Required work >>
1. Return everything from "Last year we" down to "like a cage." in the gardening post below, copied word for word.
2. Using the gardening post below, answer each question:
(a) How many tornadoes came close by last year?
(b) What did the writer put in the cages this year to hold them straight?
(c) What is used to plow the big garden across the street?
3. List every item the writer of the gardening post below names as not wanted in the way.

Provided passage >>
- - - - - - -

Last year we had 2 tornadoes come close by. Knocked my cages down and generally made a huge mess of things. Ok, so this year I put bamboo poles in my cages to hold them straight. Yesterday I saw a storm blew my tomato cages on top of my beans! Blew half my corn down. Flattened my onions. It wasn't supposed to rain. 30% chance. Just before, I was out pruning the lower branches off the tomatoes and thinking "Man, these cages suck. There is just no room to work.". So, when the storm blew them over yet again, I was all done with cages. Even if I drove a rod 6ft into the ground and welded the cage to it, I still wouldn't like a cage.

I don't want anything in the way actually. Poles, posts, sticks, bamboo. Trucking them around, storing them, beating them into the ground, pulling them up, etc, etc. It just seems easier all around to have a string dangling from the sky, and, when I'm done for the season, just slide the strings to one end and the whole garden is open for renovation or whatever. When I'm ready to plant again, just slide the strings over to where I need them. I can rotate my crops because strings will hang over every row. This garden is small. Across the street we have the big garden plowed with a tractor, like yours, and strings wouldn't be practical for that. But my little garden, I can play around different than the big farming operation across the street.

- - - - - - -

Entries supplied >>

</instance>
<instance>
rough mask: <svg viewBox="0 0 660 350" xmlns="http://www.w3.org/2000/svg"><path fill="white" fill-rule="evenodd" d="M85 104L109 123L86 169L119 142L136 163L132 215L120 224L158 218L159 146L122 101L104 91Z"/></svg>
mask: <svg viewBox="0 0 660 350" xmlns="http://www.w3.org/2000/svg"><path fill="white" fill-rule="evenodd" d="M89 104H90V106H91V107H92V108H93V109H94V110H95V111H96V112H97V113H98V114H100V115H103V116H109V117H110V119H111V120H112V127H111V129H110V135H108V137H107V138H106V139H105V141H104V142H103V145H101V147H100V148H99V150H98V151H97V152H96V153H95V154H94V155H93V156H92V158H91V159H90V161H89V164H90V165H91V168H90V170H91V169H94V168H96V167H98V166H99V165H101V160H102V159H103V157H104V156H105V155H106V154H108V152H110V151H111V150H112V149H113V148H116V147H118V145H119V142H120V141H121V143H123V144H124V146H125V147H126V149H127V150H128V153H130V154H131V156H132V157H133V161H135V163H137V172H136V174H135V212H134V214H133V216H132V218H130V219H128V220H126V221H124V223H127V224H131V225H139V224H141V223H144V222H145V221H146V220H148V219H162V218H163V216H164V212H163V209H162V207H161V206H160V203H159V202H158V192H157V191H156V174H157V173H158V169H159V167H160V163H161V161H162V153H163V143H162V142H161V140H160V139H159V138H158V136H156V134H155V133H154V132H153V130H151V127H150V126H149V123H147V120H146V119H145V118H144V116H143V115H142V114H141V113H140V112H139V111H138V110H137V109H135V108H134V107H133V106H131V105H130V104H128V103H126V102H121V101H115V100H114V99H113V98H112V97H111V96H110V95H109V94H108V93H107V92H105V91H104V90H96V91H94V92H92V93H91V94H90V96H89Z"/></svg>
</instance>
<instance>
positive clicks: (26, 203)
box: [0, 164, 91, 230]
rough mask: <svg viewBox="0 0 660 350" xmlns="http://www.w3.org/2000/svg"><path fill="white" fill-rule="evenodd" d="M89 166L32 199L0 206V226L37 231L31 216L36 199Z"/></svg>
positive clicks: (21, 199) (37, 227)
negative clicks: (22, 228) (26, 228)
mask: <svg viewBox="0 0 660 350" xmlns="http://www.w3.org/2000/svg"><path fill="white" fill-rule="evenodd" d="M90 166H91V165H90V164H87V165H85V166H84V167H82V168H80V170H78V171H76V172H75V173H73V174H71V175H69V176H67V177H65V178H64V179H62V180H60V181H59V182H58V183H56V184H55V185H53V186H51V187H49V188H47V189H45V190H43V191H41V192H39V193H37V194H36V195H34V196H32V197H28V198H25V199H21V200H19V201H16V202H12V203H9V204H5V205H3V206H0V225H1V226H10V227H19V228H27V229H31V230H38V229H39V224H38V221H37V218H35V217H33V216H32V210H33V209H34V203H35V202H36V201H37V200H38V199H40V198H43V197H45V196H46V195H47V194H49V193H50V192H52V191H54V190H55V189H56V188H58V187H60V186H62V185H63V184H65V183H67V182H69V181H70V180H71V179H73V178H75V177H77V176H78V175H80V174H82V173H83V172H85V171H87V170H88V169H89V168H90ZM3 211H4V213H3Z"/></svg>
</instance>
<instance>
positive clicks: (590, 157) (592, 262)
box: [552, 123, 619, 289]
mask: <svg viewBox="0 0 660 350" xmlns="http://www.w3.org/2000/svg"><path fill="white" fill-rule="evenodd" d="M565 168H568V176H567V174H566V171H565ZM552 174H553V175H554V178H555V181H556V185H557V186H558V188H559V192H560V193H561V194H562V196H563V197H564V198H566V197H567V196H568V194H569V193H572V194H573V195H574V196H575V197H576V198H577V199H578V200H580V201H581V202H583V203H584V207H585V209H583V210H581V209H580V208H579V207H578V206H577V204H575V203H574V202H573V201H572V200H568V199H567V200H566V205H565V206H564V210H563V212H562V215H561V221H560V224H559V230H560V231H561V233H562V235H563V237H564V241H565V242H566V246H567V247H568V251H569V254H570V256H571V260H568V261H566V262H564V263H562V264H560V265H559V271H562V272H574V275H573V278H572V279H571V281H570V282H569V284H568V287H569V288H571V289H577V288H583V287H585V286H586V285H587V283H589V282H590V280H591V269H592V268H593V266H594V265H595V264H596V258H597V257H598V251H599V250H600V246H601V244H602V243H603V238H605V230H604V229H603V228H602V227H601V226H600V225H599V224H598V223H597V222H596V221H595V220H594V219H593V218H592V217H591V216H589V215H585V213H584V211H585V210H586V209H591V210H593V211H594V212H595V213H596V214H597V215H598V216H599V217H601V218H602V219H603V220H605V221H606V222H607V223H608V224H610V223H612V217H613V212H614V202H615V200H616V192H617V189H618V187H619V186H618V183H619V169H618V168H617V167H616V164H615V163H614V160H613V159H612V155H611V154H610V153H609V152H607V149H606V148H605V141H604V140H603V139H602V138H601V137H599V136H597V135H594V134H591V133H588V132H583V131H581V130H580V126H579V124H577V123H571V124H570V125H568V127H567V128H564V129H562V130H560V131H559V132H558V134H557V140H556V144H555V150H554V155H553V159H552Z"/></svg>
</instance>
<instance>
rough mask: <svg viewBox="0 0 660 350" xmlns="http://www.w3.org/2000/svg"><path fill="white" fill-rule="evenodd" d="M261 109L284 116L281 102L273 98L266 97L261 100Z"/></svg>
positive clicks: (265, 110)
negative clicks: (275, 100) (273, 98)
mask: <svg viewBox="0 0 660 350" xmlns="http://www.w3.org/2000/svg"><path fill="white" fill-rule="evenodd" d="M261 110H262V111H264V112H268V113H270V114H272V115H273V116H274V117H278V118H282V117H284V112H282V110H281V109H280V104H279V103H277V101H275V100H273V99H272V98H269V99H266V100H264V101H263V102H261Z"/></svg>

- - - - - - -

Answers for each item >>
1.
Last year we had 2 tornadoes come close by. Knocked my cages down and generally made a huge mess of things. Ok, so this year I put bamboo poles in my cages to hold them straight. Yesterday I saw a storm blew my tomato cages on top of my beans! Blew half my corn down. Flattened my onions. It wasn't supposed to rain. 30% chance. Just before, I was out pruning the lower branches off the tomatoes and thinking "Man, these cages suck. There is just no room to work.". So, when the storm blew them over yet again, I was all done with cages. Even if I drove a rod 6ft into the ground and welded the cage to it, I still wouldn't like a cage.

2.
(a) Two.
(b) Bamboo poles.
(c) A tractor.

3. Poles, posts, sticks, bamboo